EXERCISE INSTRUCTIONS: Turn the material below into a JSON list of strings, one string per line and no entries for blank lines. Start at the line that contains "For the evaluation set, tag each instance of the woman's mouth" and continue through the last line of the material.

══════════════════════════════

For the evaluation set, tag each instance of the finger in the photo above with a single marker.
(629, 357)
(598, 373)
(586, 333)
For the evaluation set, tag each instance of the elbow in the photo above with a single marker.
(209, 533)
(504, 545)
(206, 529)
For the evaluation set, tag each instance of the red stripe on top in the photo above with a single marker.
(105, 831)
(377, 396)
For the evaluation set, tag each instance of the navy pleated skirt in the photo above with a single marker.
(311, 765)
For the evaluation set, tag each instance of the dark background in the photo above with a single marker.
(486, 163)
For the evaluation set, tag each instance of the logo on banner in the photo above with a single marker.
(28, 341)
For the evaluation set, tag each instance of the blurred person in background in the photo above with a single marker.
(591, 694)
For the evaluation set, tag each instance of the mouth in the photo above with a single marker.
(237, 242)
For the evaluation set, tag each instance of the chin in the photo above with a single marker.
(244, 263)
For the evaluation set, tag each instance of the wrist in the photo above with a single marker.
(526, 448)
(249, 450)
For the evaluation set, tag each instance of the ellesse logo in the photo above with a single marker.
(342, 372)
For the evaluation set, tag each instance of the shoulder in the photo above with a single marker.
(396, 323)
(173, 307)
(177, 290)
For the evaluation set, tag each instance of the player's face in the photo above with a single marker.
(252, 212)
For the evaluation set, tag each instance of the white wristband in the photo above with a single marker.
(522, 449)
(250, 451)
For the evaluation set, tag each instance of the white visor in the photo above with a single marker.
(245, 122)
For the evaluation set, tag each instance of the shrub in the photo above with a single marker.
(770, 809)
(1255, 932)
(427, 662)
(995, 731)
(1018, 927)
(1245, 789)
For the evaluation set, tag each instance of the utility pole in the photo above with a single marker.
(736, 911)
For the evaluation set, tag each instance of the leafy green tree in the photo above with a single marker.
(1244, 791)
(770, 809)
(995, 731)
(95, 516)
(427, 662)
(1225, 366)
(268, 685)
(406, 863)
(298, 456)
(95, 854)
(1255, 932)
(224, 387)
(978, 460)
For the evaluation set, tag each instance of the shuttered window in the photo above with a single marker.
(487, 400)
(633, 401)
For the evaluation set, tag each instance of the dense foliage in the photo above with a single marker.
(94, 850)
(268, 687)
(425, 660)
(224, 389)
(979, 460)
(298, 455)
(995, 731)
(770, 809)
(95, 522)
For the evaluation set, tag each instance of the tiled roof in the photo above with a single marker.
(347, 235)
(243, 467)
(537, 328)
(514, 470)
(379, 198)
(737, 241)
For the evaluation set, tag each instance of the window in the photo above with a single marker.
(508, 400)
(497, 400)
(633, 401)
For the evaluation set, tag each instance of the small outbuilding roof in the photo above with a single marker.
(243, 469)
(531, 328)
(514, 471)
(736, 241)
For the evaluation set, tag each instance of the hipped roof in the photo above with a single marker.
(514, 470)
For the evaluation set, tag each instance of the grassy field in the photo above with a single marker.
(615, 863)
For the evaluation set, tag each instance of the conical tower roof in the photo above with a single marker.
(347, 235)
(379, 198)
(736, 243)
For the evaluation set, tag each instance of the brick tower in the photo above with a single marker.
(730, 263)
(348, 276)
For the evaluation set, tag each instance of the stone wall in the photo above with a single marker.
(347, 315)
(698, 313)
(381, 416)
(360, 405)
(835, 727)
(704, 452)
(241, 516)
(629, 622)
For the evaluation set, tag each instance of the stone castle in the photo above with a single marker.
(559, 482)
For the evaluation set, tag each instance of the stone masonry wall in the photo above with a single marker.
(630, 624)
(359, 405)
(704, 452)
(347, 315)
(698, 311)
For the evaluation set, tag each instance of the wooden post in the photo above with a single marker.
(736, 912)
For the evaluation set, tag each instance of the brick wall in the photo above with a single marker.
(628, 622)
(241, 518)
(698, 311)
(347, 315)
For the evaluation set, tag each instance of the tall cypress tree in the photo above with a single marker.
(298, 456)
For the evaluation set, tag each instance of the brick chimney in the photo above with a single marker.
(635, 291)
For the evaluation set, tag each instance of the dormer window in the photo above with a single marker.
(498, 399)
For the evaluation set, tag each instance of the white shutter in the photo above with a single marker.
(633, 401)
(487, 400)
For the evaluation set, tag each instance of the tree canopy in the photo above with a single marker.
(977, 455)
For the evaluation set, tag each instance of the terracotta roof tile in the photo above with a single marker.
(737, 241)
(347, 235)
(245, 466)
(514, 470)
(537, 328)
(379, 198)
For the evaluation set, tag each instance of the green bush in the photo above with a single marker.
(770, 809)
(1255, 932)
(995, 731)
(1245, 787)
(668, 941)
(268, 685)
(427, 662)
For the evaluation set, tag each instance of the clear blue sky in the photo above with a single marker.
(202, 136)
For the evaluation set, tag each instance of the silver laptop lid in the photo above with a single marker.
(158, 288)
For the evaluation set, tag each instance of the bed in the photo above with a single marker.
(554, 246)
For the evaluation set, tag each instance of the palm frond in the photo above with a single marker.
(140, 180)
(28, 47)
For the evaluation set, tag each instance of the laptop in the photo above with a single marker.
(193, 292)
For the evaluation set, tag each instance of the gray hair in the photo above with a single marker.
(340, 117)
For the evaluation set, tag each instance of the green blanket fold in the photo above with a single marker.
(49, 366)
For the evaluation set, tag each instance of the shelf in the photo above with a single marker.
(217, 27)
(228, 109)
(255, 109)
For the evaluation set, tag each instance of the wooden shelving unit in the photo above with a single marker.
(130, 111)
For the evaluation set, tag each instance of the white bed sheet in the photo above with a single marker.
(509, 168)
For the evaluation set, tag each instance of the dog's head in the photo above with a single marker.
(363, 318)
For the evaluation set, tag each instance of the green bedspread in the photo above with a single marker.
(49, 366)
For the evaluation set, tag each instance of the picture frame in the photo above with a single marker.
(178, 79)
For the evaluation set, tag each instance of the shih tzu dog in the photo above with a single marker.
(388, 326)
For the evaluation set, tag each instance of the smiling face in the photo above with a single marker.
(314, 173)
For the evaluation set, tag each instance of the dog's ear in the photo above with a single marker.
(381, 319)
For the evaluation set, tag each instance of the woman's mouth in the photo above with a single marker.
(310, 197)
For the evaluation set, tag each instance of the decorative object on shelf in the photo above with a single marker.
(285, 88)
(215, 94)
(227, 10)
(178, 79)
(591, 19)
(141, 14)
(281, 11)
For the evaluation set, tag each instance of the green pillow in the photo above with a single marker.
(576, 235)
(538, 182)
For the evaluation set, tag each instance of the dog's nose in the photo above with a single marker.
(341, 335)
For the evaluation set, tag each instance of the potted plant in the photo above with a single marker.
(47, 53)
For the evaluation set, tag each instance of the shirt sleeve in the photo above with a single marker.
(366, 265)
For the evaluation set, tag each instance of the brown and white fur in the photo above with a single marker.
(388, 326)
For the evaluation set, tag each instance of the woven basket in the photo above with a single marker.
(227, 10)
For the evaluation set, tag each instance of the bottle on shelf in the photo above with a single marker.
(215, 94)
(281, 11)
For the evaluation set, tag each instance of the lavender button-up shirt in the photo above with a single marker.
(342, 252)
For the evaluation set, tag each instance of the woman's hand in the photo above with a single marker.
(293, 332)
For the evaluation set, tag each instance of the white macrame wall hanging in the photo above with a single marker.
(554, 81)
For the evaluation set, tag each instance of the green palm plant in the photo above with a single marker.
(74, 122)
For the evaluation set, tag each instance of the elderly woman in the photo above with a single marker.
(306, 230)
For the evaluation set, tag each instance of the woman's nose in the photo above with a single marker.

══════════════════════════════

EXPECTED ANSWER:
[
  "For the evaluation set, tag each instance of the woman's mouth in the photo above with a single marker.",
  "(310, 197)",
  "For the evaluation set, tag each instance of the decorative object on shelf in the photo above with a single marker.",
  "(285, 88)",
  "(215, 94)",
  "(227, 10)",
  "(178, 79)",
  "(591, 19)",
  "(141, 14)",
  "(281, 11)",
  "For the evaluation set, tag each instance of the green pillow in the photo above with a single marker.",
  "(576, 235)",
  "(538, 182)",
  "For the evaluation set, tag each instance of the dog's nose in the photo above with a single marker.",
  "(341, 335)",
  "For the evaluation set, tag each instance of the potted plant in the photo above with a single marker.",
  "(47, 53)",
  "For the evaluation set, tag each instance of the shirt sleeve in the photo above with a single marker.",
  "(366, 265)",
  "For the evaluation set, tag each instance of the brown and white fur in the photo above with a single marker.",
  "(388, 326)",
  "For the evaluation set, tag each instance of the woven basket in the photo above with a single marker.",
  "(227, 10)",
  "For the evaluation set, tag each instance of the bottle on shelf in the photo above with a single marker.",
  "(215, 94)",
  "(281, 11)",
  "For the evaluation set, tag each instance of the lavender button-up shirt in the photo above with a single marker.",
  "(342, 252)",
  "For the evaluation set, tag each instance of the woman's hand in the photo above with a single marker.",
  "(293, 332)",
  "For the evaluation set, tag each instance of the white macrame wall hanging in the photo above with a single marker.",
  "(554, 81)",
  "For the evaluation set, tag each instance of the green palm plant in the photo above with a single marker.",
  "(74, 122)",
  "For the evaluation set, tag each instance of the elderly woman in the photo above with a single marker.",
  "(306, 230)",
  "For the evaluation set, tag each instance of the woman's nose in the photo above with a single marker."
]